• _Do this_: Write the records out again exactly, leaving no images in.

[Pointing dataset excerpts]
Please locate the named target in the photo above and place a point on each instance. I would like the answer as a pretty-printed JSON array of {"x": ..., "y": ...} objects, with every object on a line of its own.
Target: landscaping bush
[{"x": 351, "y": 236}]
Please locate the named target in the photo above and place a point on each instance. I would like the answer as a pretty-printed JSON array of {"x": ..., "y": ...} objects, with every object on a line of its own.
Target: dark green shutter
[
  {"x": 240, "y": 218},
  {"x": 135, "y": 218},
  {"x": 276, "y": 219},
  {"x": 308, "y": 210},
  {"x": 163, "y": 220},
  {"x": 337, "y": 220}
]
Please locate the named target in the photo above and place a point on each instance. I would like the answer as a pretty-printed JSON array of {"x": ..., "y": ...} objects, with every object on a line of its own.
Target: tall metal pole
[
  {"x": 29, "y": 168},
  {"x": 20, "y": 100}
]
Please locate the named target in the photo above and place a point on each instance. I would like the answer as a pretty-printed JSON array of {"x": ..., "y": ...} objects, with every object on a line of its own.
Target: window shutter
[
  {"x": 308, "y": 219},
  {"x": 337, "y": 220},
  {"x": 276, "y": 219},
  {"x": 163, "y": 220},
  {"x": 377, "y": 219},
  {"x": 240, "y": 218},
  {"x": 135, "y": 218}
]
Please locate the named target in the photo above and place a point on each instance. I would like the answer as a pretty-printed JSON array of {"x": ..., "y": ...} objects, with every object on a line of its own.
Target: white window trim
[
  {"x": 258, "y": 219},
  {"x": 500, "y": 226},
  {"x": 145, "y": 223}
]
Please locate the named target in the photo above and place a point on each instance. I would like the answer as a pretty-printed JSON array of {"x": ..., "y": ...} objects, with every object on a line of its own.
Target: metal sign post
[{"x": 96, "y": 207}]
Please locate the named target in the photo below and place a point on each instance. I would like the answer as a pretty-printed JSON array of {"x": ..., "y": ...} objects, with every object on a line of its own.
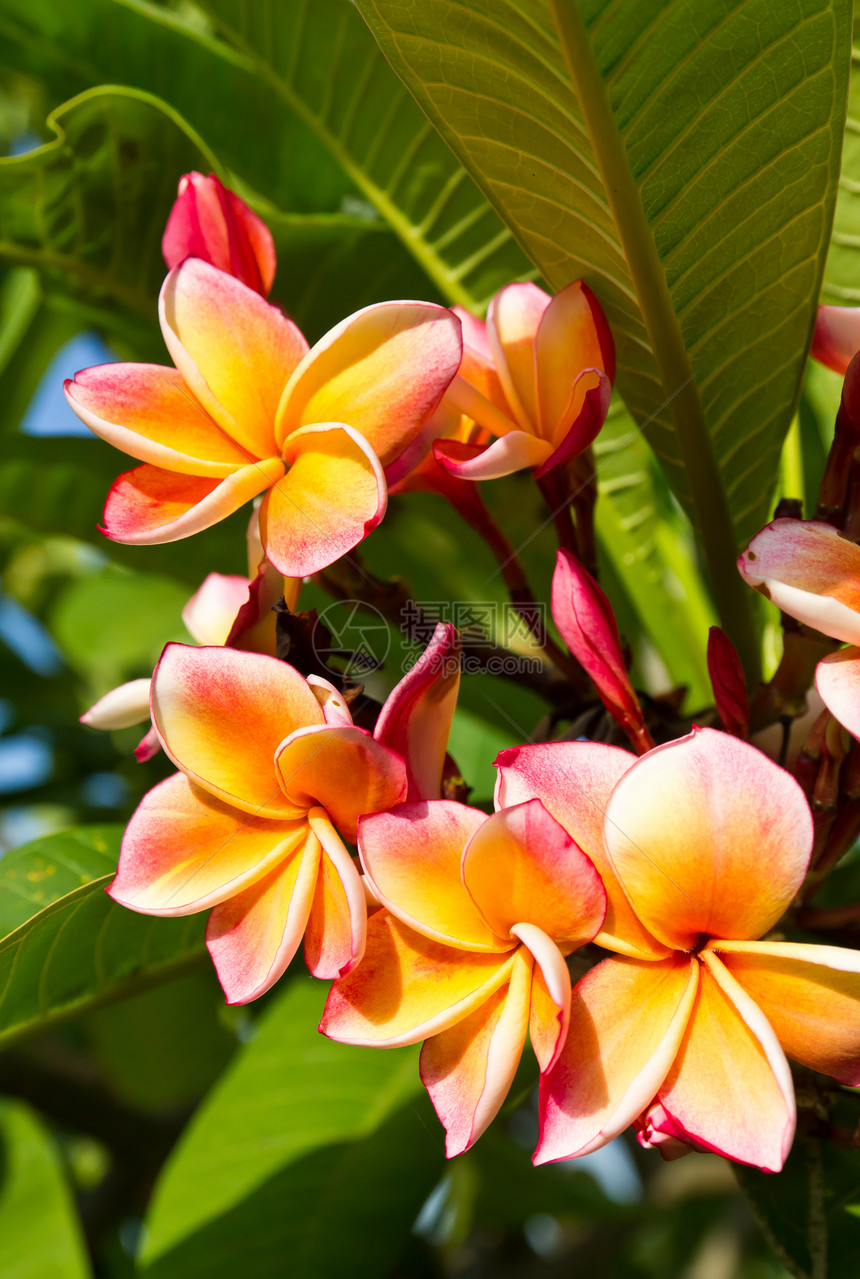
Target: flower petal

• _Response to this exercise_:
Please locate the named target in the photo above and place a point on each instance. I would like the answer as a pretty-printed JSON array of {"x": ..., "y": ...} objects, with every object on a line of its own.
Target: landscaping bush
[{"x": 351, "y": 236}]
Please locate the named target in the photo above and place a point on each instance. I would like the answer as a pretty-printed JSON array of {"x": ..., "y": ...} objects, with every object on a line of its own.
Target: dark green shutter
[
  {"x": 240, "y": 218},
  {"x": 135, "y": 218},
  {"x": 276, "y": 219},
  {"x": 308, "y": 210},
  {"x": 163, "y": 220},
  {"x": 337, "y": 220}
]
Please locate the named target in the photo above and place a point on each instance. I would like the answer as a pretty-printed JSON array of {"x": ..., "y": ...} objects, with every object on a line of its own.
Target: tall metal pole
[
  {"x": 29, "y": 168},
  {"x": 20, "y": 100}
]
Please locate the named target in the photo above and place a point on each instance. I would like the answer as a pretty-printed JSON array of {"x": ..., "y": ...} objects, with every object on a line of its own.
Target: window shutter
[
  {"x": 308, "y": 219},
  {"x": 337, "y": 220},
  {"x": 276, "y": 219},
  {"x": 163, "y": 220},
  {"x": 377, "y": 219},
  {"x": 240, "y": 218},
  {"x": 135, "y": 218}
]
Please locate the named target in the photo above and place a point on each instance. I would like the answer as a pretty-printed JSON array of {"x": ..., "y": ...} objects, with every object on a line of its own.
Target: white window trim
[
  {"x": 258, "y": 219},
  {"x": 500, "y": 226},
  {"x": 145, "y": 223}
]
Please locate the named target in the photo above and place a point on each instance. I would like the answer as a pretty-printed JSON array of {"x": ..., "y": ...} objects, with every object on a line of its own.
Target: metal sign post
[{"x": 96, "y": 207}]
Please locate the named target in the photo below and place a point on each instance. I would like the answer as a pretty-printed JSON array of {"x": ..., "y": ...} objects, with every object on a line of its own.
Target: flower petal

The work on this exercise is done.